> _Records for this exercise_:

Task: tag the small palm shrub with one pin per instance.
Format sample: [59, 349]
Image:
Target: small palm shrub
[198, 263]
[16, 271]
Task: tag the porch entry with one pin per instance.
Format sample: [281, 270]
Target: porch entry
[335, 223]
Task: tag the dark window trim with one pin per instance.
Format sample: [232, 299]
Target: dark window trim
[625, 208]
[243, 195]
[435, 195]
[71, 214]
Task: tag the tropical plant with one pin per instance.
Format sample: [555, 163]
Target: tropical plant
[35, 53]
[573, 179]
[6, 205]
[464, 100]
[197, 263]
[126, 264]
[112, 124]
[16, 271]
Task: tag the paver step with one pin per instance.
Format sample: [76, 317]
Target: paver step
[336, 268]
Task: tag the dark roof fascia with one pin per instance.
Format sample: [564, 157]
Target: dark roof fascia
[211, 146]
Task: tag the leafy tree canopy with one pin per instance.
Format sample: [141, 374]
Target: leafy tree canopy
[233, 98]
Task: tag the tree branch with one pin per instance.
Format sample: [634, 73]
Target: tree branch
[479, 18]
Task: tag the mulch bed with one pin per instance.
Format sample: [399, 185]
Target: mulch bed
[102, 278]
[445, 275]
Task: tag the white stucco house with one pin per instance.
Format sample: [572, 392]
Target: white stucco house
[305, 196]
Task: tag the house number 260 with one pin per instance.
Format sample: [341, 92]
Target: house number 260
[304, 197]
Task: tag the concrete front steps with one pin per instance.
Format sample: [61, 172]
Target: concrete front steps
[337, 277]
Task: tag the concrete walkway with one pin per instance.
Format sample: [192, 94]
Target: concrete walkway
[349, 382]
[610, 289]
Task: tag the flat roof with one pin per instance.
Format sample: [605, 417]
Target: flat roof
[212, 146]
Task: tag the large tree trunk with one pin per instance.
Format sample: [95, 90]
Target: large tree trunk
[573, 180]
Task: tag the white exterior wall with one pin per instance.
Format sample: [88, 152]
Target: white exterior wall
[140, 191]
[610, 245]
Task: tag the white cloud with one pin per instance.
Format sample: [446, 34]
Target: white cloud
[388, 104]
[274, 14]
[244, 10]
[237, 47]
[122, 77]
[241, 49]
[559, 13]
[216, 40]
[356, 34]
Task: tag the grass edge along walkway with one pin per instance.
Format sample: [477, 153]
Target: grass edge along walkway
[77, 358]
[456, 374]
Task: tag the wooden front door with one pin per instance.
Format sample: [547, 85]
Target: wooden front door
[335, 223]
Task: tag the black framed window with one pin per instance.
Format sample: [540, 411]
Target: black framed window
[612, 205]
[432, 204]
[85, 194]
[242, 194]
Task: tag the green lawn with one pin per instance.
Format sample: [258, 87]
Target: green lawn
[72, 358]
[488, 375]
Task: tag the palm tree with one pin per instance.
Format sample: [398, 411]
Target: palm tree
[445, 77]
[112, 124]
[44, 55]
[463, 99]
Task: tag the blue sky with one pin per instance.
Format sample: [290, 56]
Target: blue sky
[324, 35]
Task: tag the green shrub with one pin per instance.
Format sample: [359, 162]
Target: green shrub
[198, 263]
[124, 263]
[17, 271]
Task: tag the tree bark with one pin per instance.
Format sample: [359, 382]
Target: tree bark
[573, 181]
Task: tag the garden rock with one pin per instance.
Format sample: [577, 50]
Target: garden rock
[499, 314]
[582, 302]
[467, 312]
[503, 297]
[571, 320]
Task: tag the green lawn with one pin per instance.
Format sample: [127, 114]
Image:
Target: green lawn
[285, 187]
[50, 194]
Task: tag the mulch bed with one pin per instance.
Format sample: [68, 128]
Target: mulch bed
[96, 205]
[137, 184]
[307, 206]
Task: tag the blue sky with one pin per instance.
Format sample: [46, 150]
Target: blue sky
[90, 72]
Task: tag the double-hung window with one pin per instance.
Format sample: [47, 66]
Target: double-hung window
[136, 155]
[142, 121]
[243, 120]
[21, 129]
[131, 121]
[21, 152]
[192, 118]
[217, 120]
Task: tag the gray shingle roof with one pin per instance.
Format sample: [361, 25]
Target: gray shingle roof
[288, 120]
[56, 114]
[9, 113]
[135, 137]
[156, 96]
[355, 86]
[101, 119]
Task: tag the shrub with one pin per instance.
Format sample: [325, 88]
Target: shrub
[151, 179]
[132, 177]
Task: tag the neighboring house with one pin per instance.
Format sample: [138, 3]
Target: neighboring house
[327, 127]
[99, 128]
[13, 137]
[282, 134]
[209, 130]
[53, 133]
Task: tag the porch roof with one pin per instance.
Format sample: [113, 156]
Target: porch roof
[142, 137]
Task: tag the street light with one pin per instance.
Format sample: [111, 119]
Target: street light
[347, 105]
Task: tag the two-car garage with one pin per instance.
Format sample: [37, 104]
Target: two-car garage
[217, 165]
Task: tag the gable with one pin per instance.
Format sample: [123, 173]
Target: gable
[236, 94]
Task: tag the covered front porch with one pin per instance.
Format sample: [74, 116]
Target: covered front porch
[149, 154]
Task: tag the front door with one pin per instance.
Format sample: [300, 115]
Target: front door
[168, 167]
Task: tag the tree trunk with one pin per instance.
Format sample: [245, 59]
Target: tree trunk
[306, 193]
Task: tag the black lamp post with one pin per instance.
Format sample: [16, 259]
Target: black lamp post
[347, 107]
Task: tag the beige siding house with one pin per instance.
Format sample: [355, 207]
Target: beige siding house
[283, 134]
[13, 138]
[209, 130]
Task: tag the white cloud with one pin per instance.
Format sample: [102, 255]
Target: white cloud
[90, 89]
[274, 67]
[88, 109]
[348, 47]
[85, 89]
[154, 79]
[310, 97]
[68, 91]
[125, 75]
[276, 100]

> _Required work_:
Rewrite all of the lines above, changing every occurrence of "one pin per instance" to "a single pin for each instance" and leaving the rest untouched.

> _Worked solution_:
Task: tag the small palm shrub with a single pin for each instance.
Format sample: [59, 349]
Image:
Target: small palm shrub
[198, 263]
[16, 271]
Task: tag the porch entry with a single pin for each instance.
Format sample: [281, 270]
Target: porch entry
[335, 223]
Task: tag the dark window trim with a single pin for each instance.
Format sample: [232, 299]
Target: dark window trim
[625, 208]
[243, 195]
[435, 195]
[71, 214]
Task: tag the tropical plant with a single pin for each instance.
Format sample: [555, 163]
Target: tropical plant
[35, 53]
[573, 179]
[6, 205]
[464, 100]
[197, 263]
[126, 264]
[112, 124]
[16, 271]
Task: tag the paver step with a single pin for each instance.
Format sample: [76, 317]
Target: paver step
[336, 268]
Task: tag the dark roof fascia with a single pin for each instance.
Format sample: [564, 157]
Target: dark roof fascia
[211, 146]
Task: tag the leafy tree canopy with a single pin for each instance.
Format sample: [141, 374]
Target: leafy tree canopy
[233, 98]
Task: tag the tree branch with a single pin for each instance.
Format sample: [634, 73]
Target: tree branch
[479, 18]
Task: tag the mulch bed with a single pin for each instance.
Format sample: [399, 185]
Target: mulch bed
[102, 278]
[445, 275]
Task: tag the white stucco house with a single pin for each instance.
Format sample: [572, 392]
Target: white stucco house
[305, 196]
Task: tag the house number 260 with a single pin for each instance.
Format sample: [341, 92]
Target: house number 260
[304, 197]
Task: tag the concrete front steps with a single pin for each instance.
Format sample: [61, 172]
Target: concrete front steps
[337, 277]
Task: tag the concrete walkway with a single pin for each instance.
Format sample: [192, 94]
Target: concrete walkway
[349, 382]
[610, 289]
Task: tag the flat roof with a single pin for each instance.
Format sample: [605, 417]
Target: flat roof
[212, 146]
Task: tag the large tree trunk with a single pin for each instance.
Format sample: [95, 90]
Target: large tree trunk
[573, 180]
Task: tag the white exterior wall with a single pin for each instance.
Format sample: [88, 152]
Target: white exterior wall
[140, 191]
[610, 245]
Task: tag the white cloud with a single pin for each instance.
Format sample: [446, 34]
Target: white cloud
[388, 104]
[274, 14]
[244, 10]
[237, 47]
[122, 77]
[241, 49]
[559, 13]
[216, 40]
[356, 34]
Task: tag the grass edge along walkway with a single pin for each instance.
Format sample: [477, 153]
Target: grass edge along walkway
[77, 358]
[456, 374]
Task: tag the wooden front door with a single pin for each instance.
Format sample: [547, 85]
Target: wooden front door
[335, 223]
Task: tag the black framed window with a single pin for each instance.
Format sample: [540, 411]
Target: black framed window
[612, 205]
[432, 204]
[85, 194]
[242, 194]
Task: tag the green lawn with a single pin for each instance.
Format sample: [258, 87]
Target: green lawn
[72, 358]
[488, 375]
Task: tag the palm tree with a single pin for each instance.
Format sample: [398, 411]
Target: palm tree
[445, 77]
[112, 124]
[44, 55]
[463, 99]
Task: tag the blue sky with a single pin for each instance.
Format sample: [290, 56]
Target: blue sky
[324, 35]
Task: tag the green shrub with a single pin for each instance.
Format sample: [359, 162]
Target: green shrub
[198, 263]
[124, 263]
[17, 271]
Task: tag the tree bark with a single pin for each instance.
Format sample: [359, 382]
Target: tree bark
[573, 181]
Task: tag the garden rock with a single pin for each instance.
Format sample: [577, 50]
Target: garden rock
[499, 314]
[582, 302]
[467, 312]
[503, 297]
[571, 320]
Task: tag the green lawn with a single pin for each instance.
Format sample: [127, 114]
Image:
Target: green lawn
[285, 187]
[50, 194]
Task: tag the mulch bed with a single pin for each instance.
Format sample: [68, 128]
Target: mulch bed
[96, 205]
[137, 184]
[307, 206]
Task: tag the blue sky with a single pin for each instance.
Format sample: [46, 150]
Target: blue sky
[90, 72]
Task: tag the double-hung window with a single pin for each instance.
Format sample: [47, 66]
Target: double-hung window
[136, 155]
[142, 121]
[243, 120]
[21, 129]
[131, 121]
[21, 152]
[192, 118]
[217, 120]
Task: tag the gray shingle roof with a single pin for each instance.
Format sample: [361, 25]
Target: gray shingle roof
[288, 120]
[56, 114]
[9, 113]
[135, 137]
[156, 96]
[355, 86]
[101, 119]
Task: tag the shrub with a single pin for each instance.
Format sample: [325, 88]
Target: shrub
[151, 179]
[132, 177]
Task: tag the neighboring house with a single pin for each instance.
Format sample: [138, 3]
Target: neighboring house
[327, 127]
[99, 128]
[13, 137]
[282, 134]
[209, 130]
[53, 133]
Task: tag the porch roof with a single pin for each instance.
Format sample: [113, 156]
Target: porch roof
[142, 137]
Task: tag the street light with a single pin for each instance.
Format sample: [111, 119]
Target: street light
[347, 105]
Task: tag the two-car garage with a single pin for each instance.
Format sample: [37, 104]
Target: two-car garage
[217, 165]
Task: tag the gable with a single pin for each instance.
Format sample: [123, 173]
Target: gable
[236, 94]
Task: tag the covered front porch with a single pin for each instance.
Format sample: [74, 116]
Target: covered front porch
[149, 154]
Task: tag the front door with a single pin for each instance.
Format sample: [300, 115]
Target: front door
[168, 167]
Task: tag the tree trunk with a single pin for each instance.
Format sample: [245, 59]
Target: tree trunk
[306, 193]
Task: tag the black lamp post with a single pin for each instance.
Format sample: [16, 259]
Target: black lamp post
[347, 107]
Task: tag the beige siding house with a single pin for each instance.
Format sample: [355, 207]
Target: beige siding house
[283, 134]
[13, 138]
[209, 130]
Task: tag the white cloud with a single pin for each instance.
Format sample: [102, 255]
Target: white cloud
[90, 89]
[274, 67]
[88, 109]
[348, 47]
[85, 89]
[154, 79]
[310, 97]
[68, 91]
[125, 75]
[276, 100]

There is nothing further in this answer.